» EXCERPT
--- BEGIN ---

One of the most common and basic types of hunting leases is leasing farmland for hunting. There’s a good chance if you have a decent-sized farm that you just can’t use all of your property all the time. During the fall harvest season, for example, many farmers have to burn the midnight oil just to play catch up, which doesn’t leave any time for fall hunting seasons. The same goes for spring planting season overlapping spring turkey season. This is especially true for large farms with row crop fields, but can also apply to properties that rely on hayfields or livestock, as there is hay to stockpile, fences to check, animals to butcher, and the list goes on. If you don’t hunt (or don’t have time to hunt anyway), leasing farmland is a great way to earn additional income on your property.

--- END ---

» DATASET ENTRIES
--- BEGIN ---

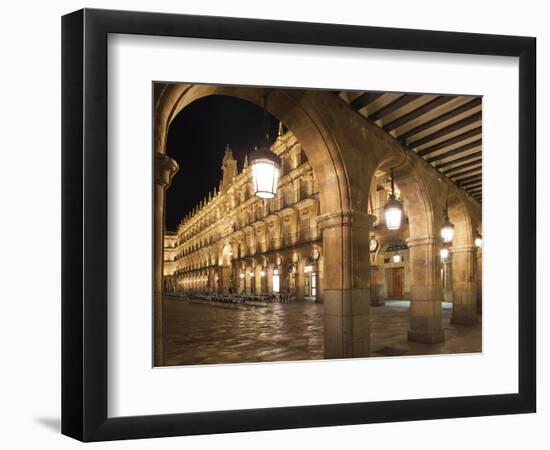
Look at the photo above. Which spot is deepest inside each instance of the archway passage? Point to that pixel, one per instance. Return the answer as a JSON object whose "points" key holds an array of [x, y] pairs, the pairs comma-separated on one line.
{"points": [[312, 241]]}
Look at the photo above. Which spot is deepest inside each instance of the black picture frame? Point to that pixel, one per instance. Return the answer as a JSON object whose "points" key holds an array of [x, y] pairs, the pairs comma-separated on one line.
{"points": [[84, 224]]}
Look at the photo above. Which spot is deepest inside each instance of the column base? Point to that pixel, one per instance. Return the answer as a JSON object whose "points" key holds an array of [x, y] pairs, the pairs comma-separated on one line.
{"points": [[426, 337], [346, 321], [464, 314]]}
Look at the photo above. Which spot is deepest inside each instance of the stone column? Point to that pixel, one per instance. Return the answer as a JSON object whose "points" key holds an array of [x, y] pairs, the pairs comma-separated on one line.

--- END ---

» WHAT YOU NEED TO DO
**A.** Please say whether each statement agrees with the text above on leasing farmland for hunting, answering yes or no and quoting the words of the text that decide it: (i) spring planting season overlaps spring turkey season; (ii) the time problem applies only to large farms with row crop fields; (iii) leasing farmland is presented as an uncommon type of hunting lease.
**B.** Return every line of the listing above that contains the string "frame".

» PROBLEM SOLUTIONS
**A.**
(i) Yes: "The same goes for spring planting season overlapping spring turkey season."
(ii) No: "but can also apply to properties that rely on hayfields or livestock"
(iii) No: "One of the most common and basic types of hunting leases is leasing farmland for hunting."

**B.**
Look at the photo above. Which spot is deepest inside each instance of the black picture frame? Point to that pixel, one per instance. Return the answer as a JSON object whose "points" key holds an array of [x, y] pairs, the pairs comma-separated on one line.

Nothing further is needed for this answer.